What to work on -> Each entry is to be printed again word for word.

The data ->
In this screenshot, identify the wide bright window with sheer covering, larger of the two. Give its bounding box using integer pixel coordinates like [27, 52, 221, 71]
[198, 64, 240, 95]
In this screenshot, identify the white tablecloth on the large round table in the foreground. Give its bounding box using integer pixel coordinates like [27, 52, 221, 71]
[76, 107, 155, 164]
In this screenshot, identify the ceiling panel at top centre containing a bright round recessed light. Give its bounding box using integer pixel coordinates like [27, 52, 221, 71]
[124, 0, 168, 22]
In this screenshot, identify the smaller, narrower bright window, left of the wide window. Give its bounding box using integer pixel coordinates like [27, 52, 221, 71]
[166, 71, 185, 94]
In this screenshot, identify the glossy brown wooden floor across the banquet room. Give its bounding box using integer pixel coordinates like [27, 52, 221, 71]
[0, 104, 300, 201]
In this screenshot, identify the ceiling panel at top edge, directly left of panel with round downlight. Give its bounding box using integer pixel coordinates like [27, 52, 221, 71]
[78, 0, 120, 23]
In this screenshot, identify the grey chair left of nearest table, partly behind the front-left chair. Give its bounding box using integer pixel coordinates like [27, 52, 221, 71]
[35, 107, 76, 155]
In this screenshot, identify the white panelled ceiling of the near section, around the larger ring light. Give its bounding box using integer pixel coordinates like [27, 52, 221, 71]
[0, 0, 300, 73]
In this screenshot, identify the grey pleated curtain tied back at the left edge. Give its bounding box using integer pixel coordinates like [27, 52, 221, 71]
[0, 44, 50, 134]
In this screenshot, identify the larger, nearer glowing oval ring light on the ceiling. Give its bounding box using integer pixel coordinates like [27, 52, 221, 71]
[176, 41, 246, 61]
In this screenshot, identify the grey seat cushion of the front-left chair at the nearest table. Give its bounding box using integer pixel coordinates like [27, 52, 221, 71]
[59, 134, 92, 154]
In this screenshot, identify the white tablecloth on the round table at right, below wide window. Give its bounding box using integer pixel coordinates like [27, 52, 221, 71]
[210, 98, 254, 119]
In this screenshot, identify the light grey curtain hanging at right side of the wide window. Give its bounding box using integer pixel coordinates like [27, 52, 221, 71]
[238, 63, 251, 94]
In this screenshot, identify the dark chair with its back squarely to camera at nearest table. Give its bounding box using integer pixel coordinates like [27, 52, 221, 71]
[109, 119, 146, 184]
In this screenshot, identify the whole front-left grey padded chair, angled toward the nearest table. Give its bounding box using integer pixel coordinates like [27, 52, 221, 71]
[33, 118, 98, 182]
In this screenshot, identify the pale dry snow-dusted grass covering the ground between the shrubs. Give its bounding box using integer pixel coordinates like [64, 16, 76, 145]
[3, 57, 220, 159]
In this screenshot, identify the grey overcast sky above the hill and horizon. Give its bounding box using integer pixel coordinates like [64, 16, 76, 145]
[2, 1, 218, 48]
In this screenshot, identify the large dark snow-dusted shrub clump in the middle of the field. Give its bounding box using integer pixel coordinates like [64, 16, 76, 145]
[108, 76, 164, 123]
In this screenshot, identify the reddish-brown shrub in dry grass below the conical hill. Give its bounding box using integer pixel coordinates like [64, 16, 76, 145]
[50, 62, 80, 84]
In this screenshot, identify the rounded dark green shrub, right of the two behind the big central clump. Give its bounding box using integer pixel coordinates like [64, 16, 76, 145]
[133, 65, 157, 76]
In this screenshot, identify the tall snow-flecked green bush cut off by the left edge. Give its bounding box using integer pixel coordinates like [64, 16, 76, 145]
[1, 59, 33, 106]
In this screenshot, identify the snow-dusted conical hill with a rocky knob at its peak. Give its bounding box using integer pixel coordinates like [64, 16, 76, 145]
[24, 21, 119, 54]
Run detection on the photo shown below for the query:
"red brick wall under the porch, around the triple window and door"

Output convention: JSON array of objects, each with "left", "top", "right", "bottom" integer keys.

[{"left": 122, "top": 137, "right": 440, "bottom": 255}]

Response ->
In this screenshot, identify the wide bright window with sheer covering, larger of the two. Give its bounding box using integer pixel coordinates like [27, 52, 221, 71]
[198, 64, 240, 95]
In this screenshot, identify the white tablecloth on the large round table in the foreground. Give its bounding box using integer pixel coordinates like [27, 52, 221, 71]
[76, 107, 155, 164]
In this screenshot, identify the ceiling panel at top centre containing a bright round recessed light. Give its bounding box using integer pixel coordinates like [27, 52, 221, 71]
[124, 0, 168, 22]
In this screenshot, identify the smaller, narrower bright window, left of the wide window. Give its bounding box using integer pixel coordinates like [27, 52, 221, 71]
[166, 71, 185, 94]
In this screenshot, identify the glossy brown wooden floor across the banquet room. Give its bounding box using integer pixel coordinates like [27, 52, 221, 71]
[0, 104, 300, 201]
In this screenshot, identify the ceiling panel at top edge, directly left of panel with round downlight. Give its bounding box using integer pixel coordinates like [27, 52, 221, 71]
[78, 0, 120, 23]
In this screenshot, identify the grey chair left of nearest table, partly behind the front-left chair. Give its bounding box using integer pixel coordinates like [27, 52, 221, 71]
[35, 107, 76, 155]
In this screenshot, identify the white panelled ceiling of the near section, around the larger ring light. Give its bounding box using integer pixel coordinates like [27, 52, 221, 71]
[0, 0, 300, 73]
In this screenshot, identify the grey pleated curtain tied back at the left edge. Give its bounding box using integer pixel coordinates like [27, 52, 221, 71]
[0, 44, 50, 134]
In this screenshot, identify the larger, nearer glowing oval ring light on the ceiling. Give its bounding box using integer pixel coordinates like [27, 52, 221, 71]
[176, 41, 246, 61]
In this screenshot, identify the grey seat cushion of the front-left chair at the nearest table. Give its bounding box using integer pixel coordinates like [27, 52, 221, 71]
[59, 134, 92, 154]
In this screenshot, identify the white tablecloth on the round table at right, below wide window. Give its bounding box using integer pixel coordinates like [27, 52, 221, 71]
[210, 98, 254, 119]
In this screenshot, identify the light grey curtain hanging at right side of the wide window. Give its bounding box using integer pixel coordinates like [27, 52, 221, 71]
[238, 63, 251, 94]
In this screenshot, identify the dark chair with its back squarely to camera at nearest table. Give its bounding box using integer pixel coordinates like [27, 52, 221, 71]
[109, 119, 146, 184]
In this screenshot, identify the whole front-left grey padded chair, angled toward the nearest table. Give its bounding box using integer pixel coordinates like [27, 52, 221, 71]
[33, 118, 98, 182]
In this screenshot, identify the pale dry snow-dusted grass covering the ground between the shrubs. Give its bounding box using integer pixel coordinates like [64, 16, 76, 145]
[3, 57, 220, 159]
In this screenshot, identify the grey overcast sky above the hill and horizon. Give its bounding box using integer pixel coordinates like [64, 16, 76, 145]
[2, 1, 218, 48]
In this screenshot, identify the large dark snow-dusted shrub clump in the middle of the field. Give its bounding box using integer pixel coordinates like [64, 16, 76, 145]
[108, 76, 164, 123]
In this screenshot, identify the reddish-brown shrub in dry grass below the conical hill. Give its bounding box using integer pixel coordinates like [64, 16, 76, 145]
[50, 62, 80, 84]
In this screenshot, identify the rounded dark green shrub, right of the two behind the big central clump. Give its bounding box using integer pixel coordinates like [64, 16, 76, 145]
[133, 65, 157, 76]
In this screenshot, identify the tall snow-flecked green bush cut off by the left edge. Give its bounding box using integer pixel coordinates like [64, 16, 76, 145]
[1, 59, 33, 106]
In this screenshot, identify the snow-dusted conical hill with a rocky knob at its peak. Give its bounding box using integer pixel coordinates like [64, 16, 76, 145]
[24, 21, 119, 54]
Run detection on the photo shown below for the query:
"red brick wall under the porch, around the triple window and door"

Output convention: JSON array of objects, each with "left", "top", "right", "bottom" integer keys.

[{"left": 122, "top": 137, "right": 440, "bottom": 255}]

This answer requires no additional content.